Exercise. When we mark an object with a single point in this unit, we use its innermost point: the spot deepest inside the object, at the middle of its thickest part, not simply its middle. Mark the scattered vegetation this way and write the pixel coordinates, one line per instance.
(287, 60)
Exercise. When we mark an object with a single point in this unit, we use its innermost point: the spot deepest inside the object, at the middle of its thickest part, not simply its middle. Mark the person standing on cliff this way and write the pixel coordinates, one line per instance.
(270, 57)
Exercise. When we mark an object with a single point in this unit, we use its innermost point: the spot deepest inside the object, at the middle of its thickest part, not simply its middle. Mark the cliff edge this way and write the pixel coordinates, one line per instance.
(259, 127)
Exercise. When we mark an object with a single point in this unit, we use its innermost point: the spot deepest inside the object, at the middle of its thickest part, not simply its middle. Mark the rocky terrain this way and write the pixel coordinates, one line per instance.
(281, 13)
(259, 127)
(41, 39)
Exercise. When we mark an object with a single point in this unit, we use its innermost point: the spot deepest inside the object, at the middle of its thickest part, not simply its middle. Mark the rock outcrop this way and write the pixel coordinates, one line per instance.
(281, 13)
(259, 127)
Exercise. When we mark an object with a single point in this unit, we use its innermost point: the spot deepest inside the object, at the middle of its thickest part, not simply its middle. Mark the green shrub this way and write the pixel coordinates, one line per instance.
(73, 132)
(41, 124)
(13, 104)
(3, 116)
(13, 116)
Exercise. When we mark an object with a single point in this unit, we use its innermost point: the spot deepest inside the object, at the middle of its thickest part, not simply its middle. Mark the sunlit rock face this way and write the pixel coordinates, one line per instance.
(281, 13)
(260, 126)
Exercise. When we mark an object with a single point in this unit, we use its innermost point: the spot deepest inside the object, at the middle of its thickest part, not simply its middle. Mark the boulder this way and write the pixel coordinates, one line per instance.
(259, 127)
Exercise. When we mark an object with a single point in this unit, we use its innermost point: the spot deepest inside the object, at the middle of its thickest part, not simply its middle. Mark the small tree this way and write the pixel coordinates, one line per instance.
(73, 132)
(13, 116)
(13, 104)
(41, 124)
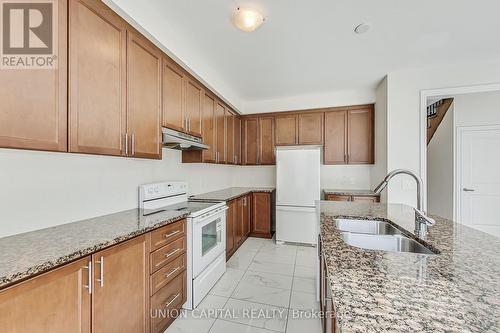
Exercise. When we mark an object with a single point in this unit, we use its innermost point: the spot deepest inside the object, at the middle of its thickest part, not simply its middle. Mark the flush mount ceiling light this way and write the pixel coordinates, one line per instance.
(362, 28)
(247, 19)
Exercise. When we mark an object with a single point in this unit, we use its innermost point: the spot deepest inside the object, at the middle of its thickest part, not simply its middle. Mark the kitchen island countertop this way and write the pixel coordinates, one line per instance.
(457, 290)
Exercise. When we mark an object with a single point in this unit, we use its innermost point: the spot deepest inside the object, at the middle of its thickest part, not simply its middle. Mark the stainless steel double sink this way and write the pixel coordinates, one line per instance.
(377, 235)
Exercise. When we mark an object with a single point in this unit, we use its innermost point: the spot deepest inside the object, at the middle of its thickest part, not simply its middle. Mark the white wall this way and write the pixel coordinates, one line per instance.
(43, 189)
(403, 114)
(440, 169)
(477, 109)
(310, 101)
(380, 168)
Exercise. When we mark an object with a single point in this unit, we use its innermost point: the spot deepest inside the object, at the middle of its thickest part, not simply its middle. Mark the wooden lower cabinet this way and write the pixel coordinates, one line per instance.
(55, 302)
(112, 290)
(261, 215)
(119, 299)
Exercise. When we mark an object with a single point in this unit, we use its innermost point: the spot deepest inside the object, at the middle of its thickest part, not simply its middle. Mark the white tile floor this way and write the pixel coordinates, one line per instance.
(264, 286)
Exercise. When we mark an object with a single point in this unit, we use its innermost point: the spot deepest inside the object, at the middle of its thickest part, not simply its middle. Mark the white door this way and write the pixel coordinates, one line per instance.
(479, 178)
(297, 176)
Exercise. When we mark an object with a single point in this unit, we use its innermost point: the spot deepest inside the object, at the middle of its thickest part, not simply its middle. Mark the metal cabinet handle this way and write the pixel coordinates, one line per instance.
(172, 272)
(89, 286)
(101, 273)
(172, 233)
(171, 301)
(126, 144)
(172, 253)
(133, 144)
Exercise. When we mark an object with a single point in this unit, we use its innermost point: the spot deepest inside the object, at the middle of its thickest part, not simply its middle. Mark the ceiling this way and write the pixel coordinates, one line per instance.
(309, 46)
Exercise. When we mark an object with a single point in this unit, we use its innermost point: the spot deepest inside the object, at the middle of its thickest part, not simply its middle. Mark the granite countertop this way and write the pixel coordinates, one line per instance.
(369, 193)
(28, 254)
(229, 193)
(457, 290)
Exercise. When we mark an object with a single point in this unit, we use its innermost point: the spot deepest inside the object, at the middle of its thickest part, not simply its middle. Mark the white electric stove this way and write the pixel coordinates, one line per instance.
(206, 234)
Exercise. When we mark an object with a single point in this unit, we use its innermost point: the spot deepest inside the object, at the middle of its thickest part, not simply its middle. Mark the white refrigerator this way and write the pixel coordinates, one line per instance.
(297, 189)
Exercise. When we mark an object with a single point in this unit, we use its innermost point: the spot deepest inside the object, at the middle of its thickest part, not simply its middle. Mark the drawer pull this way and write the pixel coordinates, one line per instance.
(173, 299)
(172, 272)
(172, 252)
(172, 233)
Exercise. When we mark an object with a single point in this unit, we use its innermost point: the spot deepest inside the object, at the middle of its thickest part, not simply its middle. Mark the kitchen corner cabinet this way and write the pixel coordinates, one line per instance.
(144, 62)
(33, 107)
(349, 136)
(56, 302)
(97, 79)
(261, 225)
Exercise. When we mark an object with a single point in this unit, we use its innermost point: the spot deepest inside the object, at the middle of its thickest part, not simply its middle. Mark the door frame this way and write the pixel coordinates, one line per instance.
(457, 193)
(449, 91)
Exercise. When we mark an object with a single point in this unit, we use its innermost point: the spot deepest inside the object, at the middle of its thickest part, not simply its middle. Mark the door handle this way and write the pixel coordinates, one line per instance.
(89, 286)
(101, 273)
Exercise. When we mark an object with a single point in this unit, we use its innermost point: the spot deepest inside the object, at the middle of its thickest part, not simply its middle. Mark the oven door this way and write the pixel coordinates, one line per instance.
(209, 240)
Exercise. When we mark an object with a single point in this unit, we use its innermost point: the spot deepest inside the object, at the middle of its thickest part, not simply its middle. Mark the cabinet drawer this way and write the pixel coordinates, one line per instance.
(167, 273)
(166, 254)
(165, 303)
(166, 234)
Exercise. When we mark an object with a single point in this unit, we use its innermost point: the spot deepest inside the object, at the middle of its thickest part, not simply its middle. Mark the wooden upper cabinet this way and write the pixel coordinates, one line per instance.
(250, 143)
(266, 141)
(360, 148)
(55, 302)
(33, 107)
(208, 125)
(335, 148)
(193, 109)
(173, 96)
(286, 130)
(119, 299)
(229, 137)
(97, 79)
(237, 139)
(143, 97)
(220, 119)
(310, 128)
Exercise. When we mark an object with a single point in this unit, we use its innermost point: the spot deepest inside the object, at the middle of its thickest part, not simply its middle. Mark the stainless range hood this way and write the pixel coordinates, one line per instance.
(177, 140)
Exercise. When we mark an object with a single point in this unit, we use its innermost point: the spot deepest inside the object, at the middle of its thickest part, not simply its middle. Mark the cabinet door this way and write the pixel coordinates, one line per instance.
(194, 101)
(266, 141)
(360, 149)
(55, 302)
(247, 218)
(220, 116)
(237, 139)
(209, 132)
(261, 214)
(173, 96)
(230, 217)
(229, 137)
(311, 128)
(238, 222)
(97, 79)
(250, 141)
(286, 130)
(335, 149)
(143, 97)
(119, 301)
(33, 107)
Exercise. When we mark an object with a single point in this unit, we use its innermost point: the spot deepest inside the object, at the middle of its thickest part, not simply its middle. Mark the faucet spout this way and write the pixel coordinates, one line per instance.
(393, 173)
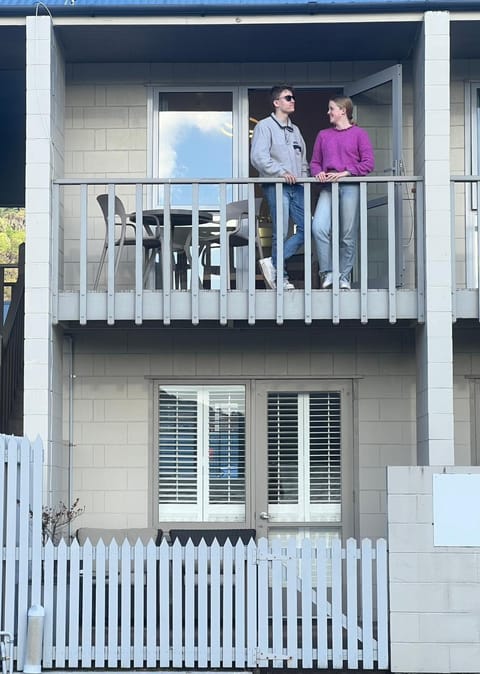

------------------------

- PROBLEM TO SOLVE:
When you copy the entries, keep every word exactly as it stands and drop any pictures.

- OUTPUT FOR THIS TASK:
Exercise. When we mark an object with a single point in this unit, we use its innermost point: the spot deepest inside the object, at the middle of its thickest part, not simply its middle. Mark the scattered vegetation this way and write the pixel coordinates, one line per instance.
(287, 60)
Exercise. When we mark an object with a single point in this unit, we use its innermost point: the spot deepest inside the object, at the middle of its thickest part, not simply its middle. Mark the person standing on cliff this way and write the pixel coordinates, one line per instance.
(270, 57)
Exercise. When we mark an object with a single point in this unit, we use its innermost point: the spot deepest inside the object, at the middle of its thickest part, not simply its middle. Mark the cliff edge this way and write the pixel coordinates, one line per instance.
(259, 127)
Exercise. When we mark an object with a single point in this unit, we use its innermost point: the spot deepest inside the object, at the middle of its thickest part, not simply its middle. Mark the rocky terrain this way and write the pixel coordinates, one line per instance.
(281, 13)
(259, 127)
(41, 39)
Exercise. When we mark an object with a single point in this unit, we use its innermost point: the spot deepest inside the object, at the middle of its thickest part, not simply its middle. Mark the rock outcrop this way and write the pixel coordinates, one line per instance.
(281, 13)
(259, 127)
Exercise. When we mark an object with a single point in this unit, we use its innermost point: the spot deepest inside the object, at the middle of its thickest part, not simply its middle. Mark the green shrub this way and write the pixel coordinates, one line per instance.
(73, 132)
(41, 124)
(13, 104)
(3, 116)
(13, 116)
Exercise. When we mark an object with a single point in this unit, we use its innermost point: the spot deepest inside the object, at the middle of its thickest part, not simply its middle. Mark the sunlit rock face this way and write the pixel coordinates, one line per instance.
(281, 13)
(260, 126)
Exercise. When we mark an object with a single point in this unit, we use its innermost point: the spot deepest inside the object, at the middle of its thickest part, not simply its middle. Mark the boulder this way and write the pixel coordinates, one line per instance.
(259, 127)
Exercise. When we mark an object with a single point in this unit, we use its innermost point: the spot deepest inside the object, at the middle of its thickest part, not simply its middle. Mark the small tree this way and write the pixel coordinates, one line per instance.
(73, 132)
(13, 116)
(13, 104)
(41, 124)
Exercise. When we mark an object with a single point in this unit, we use its innermost point: the spot deepest inside the object, at the middle of its thickest part, not simply its middle. Mark the flush mount ceiling light this way and write the pixel coordinates, one line per instance.
(362, 28)
(247, 19)
Exercise. When we mark an object with a single point in this unit, we use its innermost point: the spot deepest inside the object, at the middle of its thickest part, not simply its middle. Mark the kitchen island countertop this way and write the pixel coordinates, one line per instance.
(457, 290)
Exercise. When we mark an object with a single point in this unit, we use its innermost point: the spot deepest inside the object, at the middle of its thickest part, not simply its middle. Mark the stainless steel double sink this way and write the pixel coordinates, one line per instance.
(377, 235)
Exercise. When we mark an object with a single point in this unit, we use its innermost point: the spot deepest inside the object, at the middle of its thickest part, not simply its middle. Mark the white wall this way and write the pixel coordinates, one line per instance.
(43, 189)
(403, 114)
(440, 169)
(477, 109)
(310, 101)
(380, 168)
Exercise. When we mark an object with a single point in this unit, we use its innermost point: the spot deepest inside the object, at the middle of its thickest part, not simply its middle. Mark the wooden lower cabinet this way and write the pixel coordinates, one line per instance.
(55, 302)
(112, 290)
(261, 215)
(119, 299)
Exercise. When we mark an object with a single point in this unit, we use its innermost point: the spot deepest inside the object, at the middle of its thickest part, not simply its middle. Mark the white tile floor this way and write the pixel coordinates, one line per instance.
(264, 286)
Exercise. When we mark an object with a single point in this unit, we use its innermost point: the spot deepest inside the object, at the middle of its thickest part, not simply its middle. Mark the white door this way and write the pixel coordinates, one line per instance.
(479, 178)
(297, 176)
Exercise. When we mark an object with a single point in this unit, we use its innermost point: the spot deepest inside the object, at the middle of its thickest part, not simply its middle. Mark the metal cabinet handle this way and write the pixel coordinates, one line per instance.
(172, 272)
(89, 286)
(101, 273)
(172, 233)
(171, 301)
(126, 144)
(172, 253)
(133, 144)
Exercise. When we mark an object with a single point in this unit, we use its innermost point: the spot deepest inside the object, at the middle of its thickest part, not simply its middle. Mark the ceiling this way and write the pixel coordinates, one line per instance.
(309, 46)
Exercise. When we mark an object with a single point in this unit, we use its innermost point: the spot deepest inside the object, at the middle of its thickest part, not simply its middle. Mark the granite countertop this way and write the pixel coordinates, one line per instance.
(369, 193)
(28, 254)
(229, 193)
(457, 290)
Exercise. When we mark an object with a single point in this unit, we use its innermost point: the spot deepest inside the object, at the middle of its thickest part, not simply its middle. Mark the white electric stove this way and write the pixel coordinates, one line per instance.
(206, 234)
Exercise. When we mark an object with a single point in this unit, we use its innermost point: the spot deepest inside the object, at the middle of its thickest part, not simply its middle. Mark the white refrigerator this way and write the pixel coordinates, one line per instance.
(297, 189)
Exercise. When we mark an object with a single point in this unit, we use its innermost point: the spot deepest inside the object, at the middle of its thickest part, not simply its middle. Mark the drawer pull this way and write the pixel coordinates, one line per instance.
(173, 299)
(172, 272)
(172, 252)
(172, 233)
Exercise. When we mark an object with a single point in this unit, we use its innermost point: the spot deepest inside the object, at the middle of its thickest part, not simply its middle. Mark the kitchen corner cabinet this way and write the pixel coordinates, one line per instance.
(144, 62)
(33, 107)
(349, 136)
(56, 302)
(97, 79)
(261, 225)
Exercise. When we mark an object with a single point in this unit, we use its innermost point: the spot deepest inside the object, at the middle of its thickest part, not simply its middle. Mark the door frame this way and write the pixel coordinates, one line per instance.
(457, 193)
(449, 91)
Exercise. When we mark an object with a single point in this unit, we use its innermost point: the spot deepest inside the object, at the middle of its thickest part, not simply its middle. Mark the door handle this way and write the pixel coordinates, one line per instance.
(89, 286)
(101, 273)
Exercise. When we mark an object with a single point in this unit, we use its innermost point: the spot deepest inside the object, at the middle of its thickest part, not simply its middle. Mark the oven door this way and write the pixel coordinates, one line per instance.
(209, 240)
Exercise. When we mark an object with a single point in this unit, we use its innermost point: the spot deepest inside the object, at the middle of its thickest part, not simply its middle. Mark the cabinet drawer this way and write the pixel coordinates, one line per instance.
(167, 273)
(166, 254)
(165, 303)
(166, 234)
Exercise. When we mark an object with a single point in this unit, we use its innermost point: the spot deepest inside the object, at the middle of its thickest part, not simply its middle. Mark the wooden upper cabinet this way and write the pixel coordinates, one line per instance.
(250, 143)
(266, 141)
(360, 148)
(55, 302)
(33, 107)
(208, 125)
(335, 148)
(193, 109)
(173, 96)
(286, 130)
(119, 299)
(229, 137)
(97, 79)
(237, 139)
(143, 97)
(220, 119)
(310, 128)
Exercise. When we mark an object with a single point in this unit, we use its innermost point: the spot deepest inside the object, at the middle of its thickest part, not simply its middle. Mark the stainless range hood this way and write the pixel coordinates, one line per instance.
(177, 140)
Exercise. When we mark an object with a single point in this unit, we use its innermost point: the spot deepest inside the object, at the middle of its thickest part, not simply its middle. Mark the cabinet door this way and write the pixel coordinates, one line per instance.
(194, 101)
(266, 141)
(360, 149)
(55, 302)
(247, 218)
(220, 116)
(237, 139)
(209, 132)
(261, 214)
(173, 96)
(230, 217)
(229, 137)
(311, 128)
(238, 222)
(97, 79)
(250, 141)
(286, 130)
(335, 149)
(143, 97)
(119, 301)
(33, 107)
Exercise. When we mark an object with a single point in this unit, we use its innermost point: the spot deepest inside the object, at the middle of its thickest part, not simply its middle. Mark the faucet spout this way and write the pixel coordinates, one line per instance.
(393, 173)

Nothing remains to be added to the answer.